Exercise: Verbatim output required. Print the data in full.

(Stored dataset items)
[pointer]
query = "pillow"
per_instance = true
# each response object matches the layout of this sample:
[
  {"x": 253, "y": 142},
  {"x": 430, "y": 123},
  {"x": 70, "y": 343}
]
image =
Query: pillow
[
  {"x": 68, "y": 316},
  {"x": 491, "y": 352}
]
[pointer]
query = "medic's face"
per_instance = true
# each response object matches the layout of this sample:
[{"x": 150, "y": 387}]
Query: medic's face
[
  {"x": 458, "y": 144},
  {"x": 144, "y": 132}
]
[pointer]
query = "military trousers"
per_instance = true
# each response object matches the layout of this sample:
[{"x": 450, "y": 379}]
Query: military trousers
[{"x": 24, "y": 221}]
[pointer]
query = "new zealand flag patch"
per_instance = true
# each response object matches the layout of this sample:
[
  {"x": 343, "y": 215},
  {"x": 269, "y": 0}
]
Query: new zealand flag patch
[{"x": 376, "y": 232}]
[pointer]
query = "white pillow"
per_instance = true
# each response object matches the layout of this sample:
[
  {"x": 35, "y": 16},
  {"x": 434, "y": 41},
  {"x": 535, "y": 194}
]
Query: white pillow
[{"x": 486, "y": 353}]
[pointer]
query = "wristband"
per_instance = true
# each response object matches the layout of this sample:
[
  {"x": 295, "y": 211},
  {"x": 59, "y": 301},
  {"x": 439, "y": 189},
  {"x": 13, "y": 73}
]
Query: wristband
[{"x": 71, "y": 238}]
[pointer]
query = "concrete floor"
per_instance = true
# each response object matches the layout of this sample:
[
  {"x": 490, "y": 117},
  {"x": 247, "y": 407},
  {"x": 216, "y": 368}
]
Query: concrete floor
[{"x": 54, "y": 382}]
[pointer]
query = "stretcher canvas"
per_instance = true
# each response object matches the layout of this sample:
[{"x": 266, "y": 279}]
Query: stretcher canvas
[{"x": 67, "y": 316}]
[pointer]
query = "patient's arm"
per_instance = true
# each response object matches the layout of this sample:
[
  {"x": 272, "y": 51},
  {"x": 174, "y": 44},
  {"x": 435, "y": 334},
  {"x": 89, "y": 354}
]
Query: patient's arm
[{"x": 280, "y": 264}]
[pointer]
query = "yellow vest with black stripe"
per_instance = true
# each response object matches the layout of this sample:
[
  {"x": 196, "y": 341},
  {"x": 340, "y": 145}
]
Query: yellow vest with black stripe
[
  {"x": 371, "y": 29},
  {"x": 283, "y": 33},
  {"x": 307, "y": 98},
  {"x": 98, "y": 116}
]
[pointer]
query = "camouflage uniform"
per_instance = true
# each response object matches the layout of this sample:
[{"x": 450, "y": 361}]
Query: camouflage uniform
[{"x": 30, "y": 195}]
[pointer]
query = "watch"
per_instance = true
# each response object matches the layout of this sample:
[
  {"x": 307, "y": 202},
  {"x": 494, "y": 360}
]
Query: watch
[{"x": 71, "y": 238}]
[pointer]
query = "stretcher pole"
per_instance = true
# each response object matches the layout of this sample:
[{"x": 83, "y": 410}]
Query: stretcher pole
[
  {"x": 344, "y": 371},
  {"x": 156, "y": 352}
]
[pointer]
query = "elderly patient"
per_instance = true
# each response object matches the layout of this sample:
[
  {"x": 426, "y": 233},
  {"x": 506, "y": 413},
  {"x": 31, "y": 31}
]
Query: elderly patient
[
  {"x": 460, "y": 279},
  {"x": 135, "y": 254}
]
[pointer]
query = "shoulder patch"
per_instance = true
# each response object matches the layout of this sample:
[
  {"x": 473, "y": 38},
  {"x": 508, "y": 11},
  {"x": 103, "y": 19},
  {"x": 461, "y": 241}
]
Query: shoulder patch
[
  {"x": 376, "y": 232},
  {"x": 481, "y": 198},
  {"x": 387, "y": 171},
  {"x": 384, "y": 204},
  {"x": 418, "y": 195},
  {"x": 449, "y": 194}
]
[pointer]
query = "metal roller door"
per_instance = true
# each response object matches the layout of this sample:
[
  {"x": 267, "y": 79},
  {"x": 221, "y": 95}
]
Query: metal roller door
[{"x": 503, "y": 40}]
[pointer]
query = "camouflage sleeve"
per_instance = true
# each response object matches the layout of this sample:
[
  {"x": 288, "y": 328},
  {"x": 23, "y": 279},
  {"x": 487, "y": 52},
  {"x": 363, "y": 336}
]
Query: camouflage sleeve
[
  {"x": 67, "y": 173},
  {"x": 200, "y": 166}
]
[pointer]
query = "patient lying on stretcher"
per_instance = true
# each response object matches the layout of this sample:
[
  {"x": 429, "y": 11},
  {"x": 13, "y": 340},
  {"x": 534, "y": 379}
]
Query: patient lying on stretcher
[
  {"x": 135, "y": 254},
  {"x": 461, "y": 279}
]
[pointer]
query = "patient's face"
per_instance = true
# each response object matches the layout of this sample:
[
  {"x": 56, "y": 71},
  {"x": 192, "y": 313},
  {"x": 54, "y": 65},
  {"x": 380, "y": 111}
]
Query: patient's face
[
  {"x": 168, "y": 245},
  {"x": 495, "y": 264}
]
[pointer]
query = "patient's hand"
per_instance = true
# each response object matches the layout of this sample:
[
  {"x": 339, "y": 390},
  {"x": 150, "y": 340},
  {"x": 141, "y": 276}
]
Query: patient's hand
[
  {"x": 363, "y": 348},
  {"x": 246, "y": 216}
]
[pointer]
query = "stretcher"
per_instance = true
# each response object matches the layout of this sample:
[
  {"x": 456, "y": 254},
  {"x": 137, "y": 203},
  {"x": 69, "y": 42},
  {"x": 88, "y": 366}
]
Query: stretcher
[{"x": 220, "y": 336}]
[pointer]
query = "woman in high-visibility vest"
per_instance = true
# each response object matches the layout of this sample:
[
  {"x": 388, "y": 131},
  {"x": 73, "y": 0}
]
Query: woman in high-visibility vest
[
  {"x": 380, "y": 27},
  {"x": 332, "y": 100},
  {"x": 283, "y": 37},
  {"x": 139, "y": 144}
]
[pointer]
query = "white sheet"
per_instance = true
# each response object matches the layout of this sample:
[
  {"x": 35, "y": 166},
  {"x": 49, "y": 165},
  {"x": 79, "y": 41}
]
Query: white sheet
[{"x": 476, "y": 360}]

Solution to this problem:
[pointer]
query = "pillow"
per_instance = true
# each response object matches the layout of this sample:
[
  {"x": 253, "y": 142},
  {"x": 430, "y": 123},
  {"x": 70, "y": 343}
]
image =
Query: pillow
[
  {"x": 68, "y": 316},
  {"x": 491, "y": 352}
]
[pointer]
query = "medic's face"
per_instance = true
# each response object matches the layout of this sample:
[{"x": 150, "y": 387}]
Query: medic's face
[
  {"x": 458, "y": 144},
  {"x": 144, "y": 132}
]
[pointer]
query = "military trousers"
per_instance = true
# each response object matches the layout of this sample:
[{"x": 450, "y": 379}]
Query: military trousers
[{"x": 24, "y": 221}]
[pointer]
query = "new zealand flag patch"
per_instance = true
# each response object matches the layout of this sample:
[
  {"x": 343, "y": 215},
  {"x": 269, "y": 0}
]
Query: new zealand flag patch
[{"x": 376, "y": 232}]
[pointer]
query = "white pillow"
per_instance = true
# each response object matches the layout of this sample:
[
  {"x": 35, "y": 16},
  {"x": 434, "y": 41},
  {"x": 535, "y": 194}
]
Query: white pillow
[{"x": 486, "y": 353}]
[pointer]
query = "wristband"
per_instance = true
# each response object matches the layout of this sample:
[
  {"x": 295, "y": 211},
  {"x": 59, "y": 301},
  {"x": 439, "y": 189},
  {"x": 13, "y": 73}
]
Query: wristband
[{"x": 71, "y": 238}]
[pointer]
query = "concrete floor"
per_instance = true
# each response object matches the layout of this sample:
[
  {"x": 490, "y": 117},
  {"x": 247, "y": 407},
  {"x": 216, "y": 368}
]
Query: concrete floor
[{"x": 54, "y": 382}]
[pointer]
query = "stretcher canvas"
per_instance = true
# each response object matches the layout of this sample:
[{"x": 266, "y": 279}]
Query: stretcher canvas
[{"x": 67, "y": 316}]
[pointer]
query = "patient's arm"
per_instance = true
# each response object matches the layout of this sample:
[
  {"x": 272, "y": 51},
  {"x": 174, "y": 44},
  {"x": 435, "y": 334},
  {"x": 89, "y": 354}
]
Query: patient's arm
[{"x": 280, "y": 264}]
[pointer]
query = "yellow vest with black stripe"
per_instance = true
# each response object matches the layout of this sample:
[
  {"x": 196, "y": 341},
  {"x": 340, "y": 145}
]
Query: yellow vest with black stripe
[
  {"x": 371, "y": 29},
  {"x": 283, "y": 33},
  {"x": 307, "y": 98},
  {"x": 98, "y": 116}
]
[pointer]
query = "camouflage uniform"
per_instance = true
# each response object matches the layout of this sample:
[{"x": 450, "y": 361}]
Query: camouflage uniform
[{"x": 30, "y": 195}]
[pointer]
query = "watch"
per_instance = true
# each response object matches the layout of this sample:
[
  {"x": 307, "y": 202},
  {"x": 494, "y": 360}
]
Query: watch
[{"x": 71, "y": 238}]
[pointer]
query = "stretcher pole"
per_instance = true
# each response object matches the layout of this sample:
[{"x": 83, "y": 410}]
Query: stretcher pole
[
  {"x": 344, "y": 371},
  {"x": 156, "y": 352}
]
[pointer]
query = "elderly patient"
per_instance = true
# each response object matches the layout of this sample:
[
  {"x": 426, "y": 233},
  {"x": 506, "y": 413},
  {"x": 31, "y": 31}
]
Query: elderly patient
[
  {"x": 460, "y": 279},
  {"x": 135, "y": 254}
]
[pointer]
query = "shoulder patch"
per_instance = true
# each response object matches the layout of this sample:
[
  {"x": 473, "y": 38},
  {"x": 508, "y": 11},
  {"x": 103, "y": 19},
  {"x": 461, "y": 241}
]
Query: shoulder patch
[
  {"x": 376, "y": 232},
  {"x": 481, "y": 198},
  {"x": 387, "y": 171},
  {"x": 384, "y": 204},
  {"x": 418, "y": 195},
  {"x": 449, "y": 194}
]
[pointer]
query = "metal roller door"
per_instance = true
# each response object matches the layout of this sample:
[
  {"x": 267, "y": 79},
  {"x": 221, "y": 95}
]
Query: metal roller door
[{"x": 503, "y": 40}]
[pointer]
query = "camouflage sleeve"
per_instance = true
# each response object matches the layout of this sample:
[
  {"x": 288, "y": 328},
  {"x": 23, "y": 279},
  {"x": 487, "y": 52},
  {"x": 363, "y": 336}
]
Query: camouflage sleeve
[
  {"x": 67, "y": 173},
  {"x": 200, "y": 166}
]
[pointer]
query = "patient lying on stretcher"
per_instance = true
# each response object matches the layout of this sample:
[
  {"x": 429, "y": 11},
  {"x": 13, "y": 340},
  {"x": 534, "y": 379}
]
Query: patient lying on stretcher
[
  {"x": 135, "y": 254},
  {"x": 461, "y": 279}
]
[pointer]
query = "patient's face"
per_instance = true
# each response object matches the layout of this sample:
[
  {"x": 56, "y": 71},
  {"x": 192, "y": 313},
  {"x": 54, "y": 65},
  {"x": 380, "y": 111}
]
Query: patient's face
[
  {"x": 168, "y": 245},
  {"x": 495, "y": 264}
]
[pointer]
query = "patient's hand"
per_instance = true
# each response object matches the layout of this sample:
[
  {"x": 339, "y": 390},
  {"x": 150, "y": 340},
  {"x": 141, "y": 276}
]
Query: patient's hand
[
  {"x": 363, "y": 348},
  {"x": 246, "y": 216}
]
[pointer]
query = "stretcher"
per_instance = true
# each response object matches the layout of this sample:
[
  {"x": 456, "y": 254},
  {"x": 137, "y": 203},
  {"x": 69, "y": 42},
  {"x": 88, "y": 366}
]
Query: stretcher
[{"x": 220, "y": 336}]
[pointer]
query = "woman in high-visibility vest"
per_instance = true
# each response object matches the layout of this sample:
[
  {"x": 388, "y": 131},
  {"x": 73, "y": 0}
]
Query: woman in high-visibility vest
[
  {"x": 380, "y": 27},
  {"x": 332, "y": 100},
  {"x": 283, "y": 37},
  {"x": 139, "y": 144}
]
[pointer]
query = "white sheet"
per_instance = true
# each response object matches the layout of this sample:
[
  {"x": 35, "y": 166},
  {"x": 49, "y": 165},
  {"x": 79, "y": 41}
]
Query: white sheet
[{"x": 476, "y": 360}]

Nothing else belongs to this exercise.